Set exercise:
Copy these lines word for word.

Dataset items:
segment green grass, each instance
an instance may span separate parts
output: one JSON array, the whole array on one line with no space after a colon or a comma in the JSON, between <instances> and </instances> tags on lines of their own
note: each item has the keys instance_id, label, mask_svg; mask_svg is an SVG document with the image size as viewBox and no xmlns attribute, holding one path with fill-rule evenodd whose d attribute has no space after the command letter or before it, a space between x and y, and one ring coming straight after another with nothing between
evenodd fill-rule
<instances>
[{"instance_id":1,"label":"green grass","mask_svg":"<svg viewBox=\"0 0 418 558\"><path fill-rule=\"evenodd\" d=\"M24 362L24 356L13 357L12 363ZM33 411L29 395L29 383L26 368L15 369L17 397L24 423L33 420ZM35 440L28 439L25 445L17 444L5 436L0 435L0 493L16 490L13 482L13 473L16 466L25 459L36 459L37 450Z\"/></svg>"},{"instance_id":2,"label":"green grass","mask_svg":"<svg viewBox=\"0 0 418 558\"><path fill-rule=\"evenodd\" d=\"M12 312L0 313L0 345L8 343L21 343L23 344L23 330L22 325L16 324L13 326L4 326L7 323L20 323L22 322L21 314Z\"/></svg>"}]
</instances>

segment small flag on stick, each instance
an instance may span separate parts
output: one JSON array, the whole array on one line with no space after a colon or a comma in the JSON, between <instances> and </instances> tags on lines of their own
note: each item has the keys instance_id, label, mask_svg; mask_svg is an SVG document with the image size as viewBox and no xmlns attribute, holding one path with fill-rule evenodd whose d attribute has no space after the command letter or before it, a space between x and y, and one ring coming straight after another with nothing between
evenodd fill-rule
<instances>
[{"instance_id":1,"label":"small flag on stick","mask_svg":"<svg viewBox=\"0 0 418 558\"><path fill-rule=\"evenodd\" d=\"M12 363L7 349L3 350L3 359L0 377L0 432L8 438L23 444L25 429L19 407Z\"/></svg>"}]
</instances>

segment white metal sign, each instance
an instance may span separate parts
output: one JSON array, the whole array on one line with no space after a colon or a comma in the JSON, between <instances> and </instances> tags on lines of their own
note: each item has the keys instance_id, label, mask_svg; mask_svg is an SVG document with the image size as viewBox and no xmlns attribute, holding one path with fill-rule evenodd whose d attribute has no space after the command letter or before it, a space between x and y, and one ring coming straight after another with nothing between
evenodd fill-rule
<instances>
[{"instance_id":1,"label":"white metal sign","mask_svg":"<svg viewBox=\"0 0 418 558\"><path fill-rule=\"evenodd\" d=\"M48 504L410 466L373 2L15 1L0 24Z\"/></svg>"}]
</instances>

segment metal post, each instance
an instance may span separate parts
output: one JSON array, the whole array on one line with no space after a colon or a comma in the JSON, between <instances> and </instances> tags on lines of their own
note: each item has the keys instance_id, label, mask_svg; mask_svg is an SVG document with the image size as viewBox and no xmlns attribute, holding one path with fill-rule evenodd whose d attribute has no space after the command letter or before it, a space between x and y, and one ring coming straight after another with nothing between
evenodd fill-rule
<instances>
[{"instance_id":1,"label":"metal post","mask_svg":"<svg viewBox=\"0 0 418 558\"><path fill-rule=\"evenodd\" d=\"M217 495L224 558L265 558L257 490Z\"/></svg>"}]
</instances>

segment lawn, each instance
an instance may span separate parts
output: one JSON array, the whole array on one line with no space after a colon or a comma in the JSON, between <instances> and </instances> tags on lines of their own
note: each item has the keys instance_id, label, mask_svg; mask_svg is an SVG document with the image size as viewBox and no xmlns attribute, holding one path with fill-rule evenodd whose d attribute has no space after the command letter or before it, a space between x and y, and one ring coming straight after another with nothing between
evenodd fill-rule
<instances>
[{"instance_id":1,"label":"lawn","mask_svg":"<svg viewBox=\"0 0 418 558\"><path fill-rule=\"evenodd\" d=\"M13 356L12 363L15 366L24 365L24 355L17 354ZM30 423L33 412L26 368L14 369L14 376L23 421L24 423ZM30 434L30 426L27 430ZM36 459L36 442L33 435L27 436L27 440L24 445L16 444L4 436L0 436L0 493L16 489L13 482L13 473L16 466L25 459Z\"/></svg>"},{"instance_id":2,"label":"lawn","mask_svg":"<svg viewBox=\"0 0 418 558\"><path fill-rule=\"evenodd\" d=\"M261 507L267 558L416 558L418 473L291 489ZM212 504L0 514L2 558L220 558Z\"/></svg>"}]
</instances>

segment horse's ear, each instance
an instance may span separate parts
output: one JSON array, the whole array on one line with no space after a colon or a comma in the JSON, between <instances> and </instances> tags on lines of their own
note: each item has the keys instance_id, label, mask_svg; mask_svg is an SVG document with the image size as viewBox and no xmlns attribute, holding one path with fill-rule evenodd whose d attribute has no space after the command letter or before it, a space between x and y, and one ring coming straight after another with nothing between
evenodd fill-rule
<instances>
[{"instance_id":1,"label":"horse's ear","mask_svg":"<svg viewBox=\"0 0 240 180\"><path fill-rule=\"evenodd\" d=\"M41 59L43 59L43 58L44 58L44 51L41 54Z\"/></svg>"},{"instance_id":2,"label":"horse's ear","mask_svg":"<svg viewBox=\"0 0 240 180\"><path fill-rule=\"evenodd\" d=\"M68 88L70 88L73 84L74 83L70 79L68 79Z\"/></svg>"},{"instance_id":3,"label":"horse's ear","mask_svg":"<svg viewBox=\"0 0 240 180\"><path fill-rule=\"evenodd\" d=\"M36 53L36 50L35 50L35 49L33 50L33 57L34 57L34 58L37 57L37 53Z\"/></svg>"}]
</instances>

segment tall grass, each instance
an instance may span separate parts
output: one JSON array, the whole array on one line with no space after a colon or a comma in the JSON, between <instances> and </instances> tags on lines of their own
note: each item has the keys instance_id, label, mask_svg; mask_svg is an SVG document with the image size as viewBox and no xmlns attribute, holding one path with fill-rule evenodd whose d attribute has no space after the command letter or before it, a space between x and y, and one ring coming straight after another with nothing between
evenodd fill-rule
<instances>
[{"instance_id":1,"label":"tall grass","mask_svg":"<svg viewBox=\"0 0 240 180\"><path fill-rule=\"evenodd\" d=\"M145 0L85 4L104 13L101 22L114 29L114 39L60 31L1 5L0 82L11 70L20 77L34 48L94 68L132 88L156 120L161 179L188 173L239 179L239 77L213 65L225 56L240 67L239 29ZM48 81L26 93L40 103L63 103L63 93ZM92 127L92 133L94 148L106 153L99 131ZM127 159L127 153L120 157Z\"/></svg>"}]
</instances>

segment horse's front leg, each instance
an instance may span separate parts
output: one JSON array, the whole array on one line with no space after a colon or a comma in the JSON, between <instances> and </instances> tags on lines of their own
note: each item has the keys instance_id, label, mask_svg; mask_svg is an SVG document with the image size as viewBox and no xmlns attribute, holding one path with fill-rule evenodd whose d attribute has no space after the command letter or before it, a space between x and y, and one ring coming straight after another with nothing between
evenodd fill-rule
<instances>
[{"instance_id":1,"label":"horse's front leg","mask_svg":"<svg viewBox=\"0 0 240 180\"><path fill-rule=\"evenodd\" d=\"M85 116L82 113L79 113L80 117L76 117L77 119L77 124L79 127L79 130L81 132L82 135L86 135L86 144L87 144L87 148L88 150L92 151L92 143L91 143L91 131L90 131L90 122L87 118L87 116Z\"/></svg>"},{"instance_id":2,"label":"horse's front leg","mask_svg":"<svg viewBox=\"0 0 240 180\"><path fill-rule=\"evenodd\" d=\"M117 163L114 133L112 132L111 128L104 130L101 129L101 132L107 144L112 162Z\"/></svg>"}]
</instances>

Exercise solution:
segment green grass, each instance
an instance may span separate parts
output: one JSON array, the whole array on one line with no space after a colon or a comma in the JSON, between <instances> and </instances> tags on lines of their own
note: each item has the keys instance_id, label, mask_svg; mask_svg is an SVG document with the image size as viewBox and no xmlns attribute, holding one path with fill-rule evenodd whose d attribute has no space after the command letter or before it, a space between x and y, and one ring coming straight after another with nothing between
evenodd fill-rule
<instances>
[{"instance_id":1,"label":"green grass","mask_svg":"<svg viewBox=\"0 0 418 558\"><path fill-rule=\"evenodd\" d=\"M24 362L24 356L13 357L12 363ZM33 411L29 395L29 383L26 368L15 369L17 397L24 423L33 420ZM35 440L28 439L25 445L17 444L5 436L0 435L0 493L16 490L13 482L13 473L16 466L25 459L36 459L37 450Z\"/></svg>"},{"instance_id":2,"label":"green grass","mask_svg":"<svg viewBox=\"0 0 418 558\"><path fill-rule=\"evenodd\" d=\"M12 312L0 313L0 345L8 343L21 343L23 344L23 330L22 325L16 324L13 326L4 326L7 323L20 323L22 322L21 314Z\"/></svg>"}]
</instances>

segment small flag on stick, each instance
an instance may span separate parts
output: one JSON array, the whole array on one line with no space after a colon or a comma in the JSON, between <instances> and </instances> tags on lines of their own
note: each item has the keys instance_id, label, mask_svg; mask_svg is an SVG document with the image size as viewBox and no xmlns attribute, holding one path with fill-rule evenodd whose d attribute has no space after the command letter or before it, a space between x and y, and one ring coming straight after another with nothing between
evenodd fill-rule
<instances>
[{"instance_id":1,"label":"small flag on stick","mask_svg":"<svg viewBox=\"0 0 418 558\"><path fill-rule=\"evenodd\" d=\"M12 363L7 349L3 350L3 359L0 377L0 432L8 438L23 444L25 429L19 407Z\"/></svg>"}]
</instances>

segment white metal sign, each instance
an instance may span separate parts
output: one JSON array, the whole array on one line with no space after a colon or a comma in the JSON, between <instances> and </instances> tags on lines of their own
note: each item has the keys instance_id, label, mask_svg; mask_svg is an SVG document with the image size as viewBox and no xmlns attribute, holding one path with fill-rule evenodd whose d attribute has no space after the command letter or before it, a space between x and y, and one ring coming straight after another with nothing between
evenodd fill-rule
<instances>
[{"instance_id":1,"label":"white metal sign","mask_svg":"<svg viewBox=\"0 0 418 558\"><path fill-rule=\"evenodd\" d=\"M48 504L410 466L373 2L15 1L0 24Z\"/></svg>"}]
</instances>

segment metal post, each instance
an instance may span separate parts
output: one JSON array, the whole array on one line with no space after a colon or a comma in the JSON, between <instances> and </instances> tags on lines of their own
note: each item has the keys instance_id, label, mask_svg; mask_svg is an SVG document with the image size as viewBox and no xmlns attribute, holding one path with fill-rule evenodd whose d attribute has no space after the command letter or before it, a space between x and y, and one ring coming straight after another with nothing between
evenodd fill-rule
<instances>
[{"instance_id":1,"label":"metal post","mask_svg":"<svg viewBox=\"0 0 418 558\"><path fill-rule=\"evenodd\" d=\"M217 495L224 558L265 558L257 490Z\"/></svg>"}]
</instances>

segment lawn, each instance
an instance may span separate parts
output: one JSON array, the whole array on one line with no space after a colon or a comma in the JSON, between <instances> and </instances> tags on lines of their own
note: each item has the keys instance_id, label, mask_svg; mask_svg is an SVG document with the image size as viewBox and no xmlns attribute, holding one path with fill-rule evenodd whose d attribute has no space after the command letter or before it, a space between x and y, and one ring coming straight after another with nothing between
evenodd fill-rule
<instances>
[{"instance_id":1,"label":"lawn","mask_svg":"<svg viewBox=\"0 0 418 558\"><path fill-rule=\"evenodd\" d=\"M13 356L12 363L15 366L24 365L24 355L17 354ZM30 423L33 412L26 368L14 369L14 376L23 421L24 423ZM30 434L30 426L27 430ZM36 459L36 442L33 435L27 436L27 440L24 445L16 444L4 436L0 436L0 493L16 489L13 482L13 473L16 466L25 459Z\"/></svg>"},{"instance_id":2,"label":"lawn","mask_svg":"<svg viewBox=\"0 0 418 558\"><path fill-rule=\"evenodd\" d=\"M261 507L267 558L416 558L418 473L291 489ZM212 504L0 514L2 558L220 558Z\"/></svg>"}]
</instances>

segment horse's ear, each instance
an instance may span separate parts
output: one JSON array, the whole array on one line with no space after a colon or a comma in the JSON, between <instances> and </instances> tags on lines of their own
note: each item has the keys instance_id, label, mask_svg; mask_svg is an SVG document with the image size as viewBox and no xmlns attribute, holding one path with fill-rule evenodd whose d attribute has no space after the command letter or before it, a space between x and y, and one ring coming straight after another with nothing between
evenodd fill-rule
<instances>
[{"instance_id":1,"label":"horse's ear","mask_svg":"<svg viewBox=\"0 0 240 180\"><path fill-rule=\"evenodd\" d=\"M41 59L43 59L43 58L44 58L44 51L41 54Z\"/></svg>"},{"instance_id":2,"label":"horse's ear","mask_svg":"<svg viewBox=\"0 0 240 180\"><path fill-rule=\"evenodd\" d=\"M68 88L70 88L73 84L74 83L70 79L68 79Z\"/></svg>"},{"instance_id":3,"label":"horse's ear","mask_svg":"<svg viewBox=\"0 0 240 180\"><path fill-rule=\"evenodd\" d=\"M36 53L36 50L35 50L35 49L33 50L33 57L34 57L34 58L37 57L37 53Z\"/></svg>"}]
</instances>

segment tall grass, each instance
an instance may span separate parts
output: one JSON array, the whole array on one line with no space after a colon or a comma in the JSON, between <instances> and </instances> tags on lines of their own
note: each item has the keys instance_id, label, mask_svg; mask_svg is an SVG document with the image size as viewBox and no xmlns attribute, holding one path with fill-rule evenodd whose d attribute has no space after the command letter or before it, a space between x and y, and one ring coming straight after another with nothing between
evenodd fill-rule
<instances>
[{"instance_id":1,"label":"tall grass","mask_svg":"<svg viewBox=\"0 0 240 180\"><path fill-rule=\"evenodd\" d=\"M145 0L85 4L104 13L101 22L114 29L114 39L60 31L1 5L0 82L11 70L20 77L34 48L94 68L132 88L156 120L161 179L188 173L239 179L239 77L213 65L225 56L240 67L239 29ZM48 81L26 93L40 103L63 103L63 93ZM92 127L92 133L94 148L106 153L99 131ZM127 159L127 153L120 157Z\"/></svg>"}]
</instances>

segment horse's front leg, each instance
an instance may span separate parts
output: one JSON array, the whole array on one line with no space after a colon or a comma in the JSON, between <instances> and </instances> tags on lines of their own
note: each item has the keys instance_id, label, mask_svg; mask_svg is an SVG document with the image size as viewBox and no xmlns attribute, holding one path with fill-rule evenodd whose d attribute has no space after the command letter or before it, a space between x and y, and one ring coming straight after another with nothing between
evenodd fill-rule
<instances>
[{"instance_id":1,"label":"horse's front leg","mask_svg":"<svg viewBox=\"0 0 240 180\"><path fill-rule=\"evenodd\" d=\"M85 116L82 113L79 113L80 117L76 117L77 119L77 124L79 127L79 130L81 132L82 135L86 135L86 144L87 144L87 148L88 150L92 151L92 143L91 143L91 131L90 131L90 122L87 118L87 116Z\"/></svg>"},{"instance_id":2,"label":"horse's front leg","mask_svg":"<svg viewBox=\"0 0 240 180\"><path fill-rule=\"evenodd\" d=\"M117 163L114 133L112 132L111 128L104 130L101 129L101 132L107 144L112 162Z\"/></svg>"}]
</instances>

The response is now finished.